— START OF DATA IN THIS EXERCISE —

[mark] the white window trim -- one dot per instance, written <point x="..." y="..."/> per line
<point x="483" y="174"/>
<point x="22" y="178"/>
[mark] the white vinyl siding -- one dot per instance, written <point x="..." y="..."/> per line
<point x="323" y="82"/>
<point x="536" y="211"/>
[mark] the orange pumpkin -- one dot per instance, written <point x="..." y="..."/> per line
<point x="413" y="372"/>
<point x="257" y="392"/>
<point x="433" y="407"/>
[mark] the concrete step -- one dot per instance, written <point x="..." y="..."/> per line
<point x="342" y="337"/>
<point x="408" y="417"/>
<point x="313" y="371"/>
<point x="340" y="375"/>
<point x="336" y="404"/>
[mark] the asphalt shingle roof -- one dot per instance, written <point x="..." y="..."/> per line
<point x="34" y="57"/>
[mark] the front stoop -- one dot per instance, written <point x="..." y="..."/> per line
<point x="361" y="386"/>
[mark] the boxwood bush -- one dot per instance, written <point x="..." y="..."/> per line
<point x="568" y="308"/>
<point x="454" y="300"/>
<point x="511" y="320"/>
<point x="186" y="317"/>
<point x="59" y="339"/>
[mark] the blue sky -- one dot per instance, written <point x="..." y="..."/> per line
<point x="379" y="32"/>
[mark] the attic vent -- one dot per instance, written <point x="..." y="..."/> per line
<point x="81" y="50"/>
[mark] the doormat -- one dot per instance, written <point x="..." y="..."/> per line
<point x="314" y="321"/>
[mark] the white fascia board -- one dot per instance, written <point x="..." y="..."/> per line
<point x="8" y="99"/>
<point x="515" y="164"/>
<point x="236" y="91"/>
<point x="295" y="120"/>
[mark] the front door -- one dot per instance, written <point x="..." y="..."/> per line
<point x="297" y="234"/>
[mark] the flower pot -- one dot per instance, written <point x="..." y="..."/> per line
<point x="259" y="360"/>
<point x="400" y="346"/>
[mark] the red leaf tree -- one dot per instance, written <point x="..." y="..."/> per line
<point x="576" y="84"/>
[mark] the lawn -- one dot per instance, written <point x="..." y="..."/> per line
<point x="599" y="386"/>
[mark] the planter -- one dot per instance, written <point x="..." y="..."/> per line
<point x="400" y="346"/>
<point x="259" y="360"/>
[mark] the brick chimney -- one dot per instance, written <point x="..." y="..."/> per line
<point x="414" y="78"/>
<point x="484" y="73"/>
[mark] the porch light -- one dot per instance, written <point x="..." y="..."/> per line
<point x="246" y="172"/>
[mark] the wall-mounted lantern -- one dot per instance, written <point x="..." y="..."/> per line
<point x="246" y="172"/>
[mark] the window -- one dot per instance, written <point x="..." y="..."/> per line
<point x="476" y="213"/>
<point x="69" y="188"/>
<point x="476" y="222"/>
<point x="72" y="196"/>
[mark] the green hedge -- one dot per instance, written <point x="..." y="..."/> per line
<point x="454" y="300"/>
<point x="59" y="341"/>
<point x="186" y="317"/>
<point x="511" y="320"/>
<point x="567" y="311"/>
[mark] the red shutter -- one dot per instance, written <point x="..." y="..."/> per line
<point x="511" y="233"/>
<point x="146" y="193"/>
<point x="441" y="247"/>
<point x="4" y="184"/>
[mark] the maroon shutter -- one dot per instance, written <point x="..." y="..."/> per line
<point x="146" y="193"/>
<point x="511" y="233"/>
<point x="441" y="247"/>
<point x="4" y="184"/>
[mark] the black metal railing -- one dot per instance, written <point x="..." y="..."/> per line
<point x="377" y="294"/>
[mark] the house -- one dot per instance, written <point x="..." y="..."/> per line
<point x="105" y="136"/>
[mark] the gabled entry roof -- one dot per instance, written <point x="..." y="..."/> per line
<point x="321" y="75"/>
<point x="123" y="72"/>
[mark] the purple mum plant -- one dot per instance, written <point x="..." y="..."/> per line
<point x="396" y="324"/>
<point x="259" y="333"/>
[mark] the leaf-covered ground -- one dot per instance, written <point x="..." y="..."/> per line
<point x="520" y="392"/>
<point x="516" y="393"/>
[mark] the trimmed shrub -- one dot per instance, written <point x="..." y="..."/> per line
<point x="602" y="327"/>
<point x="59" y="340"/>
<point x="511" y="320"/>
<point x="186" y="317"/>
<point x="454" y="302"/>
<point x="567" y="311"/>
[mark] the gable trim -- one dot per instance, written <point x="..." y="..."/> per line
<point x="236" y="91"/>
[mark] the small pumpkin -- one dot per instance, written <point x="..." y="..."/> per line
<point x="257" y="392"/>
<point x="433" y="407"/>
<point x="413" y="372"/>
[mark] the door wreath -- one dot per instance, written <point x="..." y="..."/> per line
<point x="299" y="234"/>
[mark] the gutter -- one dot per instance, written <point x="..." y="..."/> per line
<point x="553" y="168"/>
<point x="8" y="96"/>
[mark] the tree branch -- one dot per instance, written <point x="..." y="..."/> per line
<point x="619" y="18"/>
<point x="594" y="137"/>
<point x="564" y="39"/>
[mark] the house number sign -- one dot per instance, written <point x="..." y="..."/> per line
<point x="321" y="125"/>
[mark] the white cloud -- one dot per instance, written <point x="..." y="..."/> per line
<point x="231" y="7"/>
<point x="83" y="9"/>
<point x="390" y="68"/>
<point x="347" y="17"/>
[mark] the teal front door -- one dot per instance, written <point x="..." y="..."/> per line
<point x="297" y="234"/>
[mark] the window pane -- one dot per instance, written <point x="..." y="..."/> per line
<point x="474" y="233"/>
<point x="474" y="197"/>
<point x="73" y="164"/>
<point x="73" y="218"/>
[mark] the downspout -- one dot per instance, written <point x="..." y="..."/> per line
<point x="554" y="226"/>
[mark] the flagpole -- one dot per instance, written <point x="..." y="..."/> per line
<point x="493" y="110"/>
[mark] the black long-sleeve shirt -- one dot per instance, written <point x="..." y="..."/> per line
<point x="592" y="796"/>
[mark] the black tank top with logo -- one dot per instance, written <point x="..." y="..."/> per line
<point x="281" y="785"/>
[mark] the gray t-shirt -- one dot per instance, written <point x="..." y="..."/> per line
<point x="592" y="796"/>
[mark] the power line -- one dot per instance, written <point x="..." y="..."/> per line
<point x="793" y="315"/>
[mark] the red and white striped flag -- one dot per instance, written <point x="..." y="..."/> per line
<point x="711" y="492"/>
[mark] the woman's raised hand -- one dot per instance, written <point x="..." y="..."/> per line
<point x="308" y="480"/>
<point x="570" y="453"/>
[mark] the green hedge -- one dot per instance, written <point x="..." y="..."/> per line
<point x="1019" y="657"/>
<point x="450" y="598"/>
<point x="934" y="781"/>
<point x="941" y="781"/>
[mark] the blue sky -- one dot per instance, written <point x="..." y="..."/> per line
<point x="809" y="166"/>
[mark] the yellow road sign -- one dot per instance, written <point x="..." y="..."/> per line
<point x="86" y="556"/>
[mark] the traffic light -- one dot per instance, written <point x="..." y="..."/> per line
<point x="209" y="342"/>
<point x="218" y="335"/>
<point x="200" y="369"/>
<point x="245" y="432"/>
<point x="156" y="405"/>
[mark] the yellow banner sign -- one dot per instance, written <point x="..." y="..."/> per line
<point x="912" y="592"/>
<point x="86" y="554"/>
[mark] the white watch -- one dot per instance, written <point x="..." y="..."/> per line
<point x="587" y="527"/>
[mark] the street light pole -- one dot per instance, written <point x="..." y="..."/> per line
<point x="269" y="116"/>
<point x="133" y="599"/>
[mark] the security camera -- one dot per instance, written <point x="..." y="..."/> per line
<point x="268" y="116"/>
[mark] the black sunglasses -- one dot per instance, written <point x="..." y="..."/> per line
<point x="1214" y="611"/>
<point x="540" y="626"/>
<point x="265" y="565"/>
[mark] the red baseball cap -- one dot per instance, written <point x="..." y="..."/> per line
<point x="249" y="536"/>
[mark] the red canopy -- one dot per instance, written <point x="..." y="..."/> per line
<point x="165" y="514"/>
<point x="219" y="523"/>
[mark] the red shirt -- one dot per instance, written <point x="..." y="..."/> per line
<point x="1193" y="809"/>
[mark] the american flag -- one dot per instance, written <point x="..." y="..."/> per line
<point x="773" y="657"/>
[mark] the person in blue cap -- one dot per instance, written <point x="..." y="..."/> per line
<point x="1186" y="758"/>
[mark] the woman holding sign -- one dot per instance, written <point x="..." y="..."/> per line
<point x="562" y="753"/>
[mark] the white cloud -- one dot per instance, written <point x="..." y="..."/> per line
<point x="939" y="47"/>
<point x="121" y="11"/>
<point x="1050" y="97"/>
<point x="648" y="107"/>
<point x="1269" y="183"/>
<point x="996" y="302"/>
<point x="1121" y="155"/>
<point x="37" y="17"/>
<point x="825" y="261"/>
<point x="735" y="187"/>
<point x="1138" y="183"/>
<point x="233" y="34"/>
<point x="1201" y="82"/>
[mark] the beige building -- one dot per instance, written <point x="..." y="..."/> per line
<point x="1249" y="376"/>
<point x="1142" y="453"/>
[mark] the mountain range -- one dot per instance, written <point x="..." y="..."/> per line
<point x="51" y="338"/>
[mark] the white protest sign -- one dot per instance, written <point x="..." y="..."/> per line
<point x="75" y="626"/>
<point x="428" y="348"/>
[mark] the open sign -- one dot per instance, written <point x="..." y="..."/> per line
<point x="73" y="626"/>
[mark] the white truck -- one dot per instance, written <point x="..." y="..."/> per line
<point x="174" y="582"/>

— END OF DATA IN THIS EXERCISE —

Print the stretch of records from the line that contains "[mark] the white protest" through the end of the records, reproducing every line exactly.

(THE RESPONSE)
[mark] the white protest sign -- one dot per instance, written <point x="..." y="..."/> per line
<point x="75" y="626"/>
<point x="428" y="348"/>
[mark] the open sign -- one dot per instance, written <point x="..." y="..."/> per line
<point x="73" y="626"/>
[mark] the white truck -- one dot per instance, written <point x="..." y="..."/> per line
<point x="174" y="582"/>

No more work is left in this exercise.